◆ INSTRUCTIONS FOR THE TASK: From the listing below, extract each line containing the string "lines".

>>>

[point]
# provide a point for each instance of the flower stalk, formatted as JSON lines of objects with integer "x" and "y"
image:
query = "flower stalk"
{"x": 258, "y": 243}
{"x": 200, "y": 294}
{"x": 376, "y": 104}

<<<
>>>

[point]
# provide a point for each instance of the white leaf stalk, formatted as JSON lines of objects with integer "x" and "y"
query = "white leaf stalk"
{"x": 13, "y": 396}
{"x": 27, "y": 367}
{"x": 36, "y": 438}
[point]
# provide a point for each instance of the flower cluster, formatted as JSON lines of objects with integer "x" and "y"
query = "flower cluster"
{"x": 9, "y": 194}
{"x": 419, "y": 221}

<<<

◆ SOLUTION:
# provide a point for each instance of the flower stalk, formatted as JSON lines of objects with integer "x" and "y"
# provide a point for each instance of the white leaf stalk, formatted as JSON lines of objects with integer "x" and "y"
# provide a point for each instance of the flower cluster, formatted as JSON lines of objects with integer "x" and "y"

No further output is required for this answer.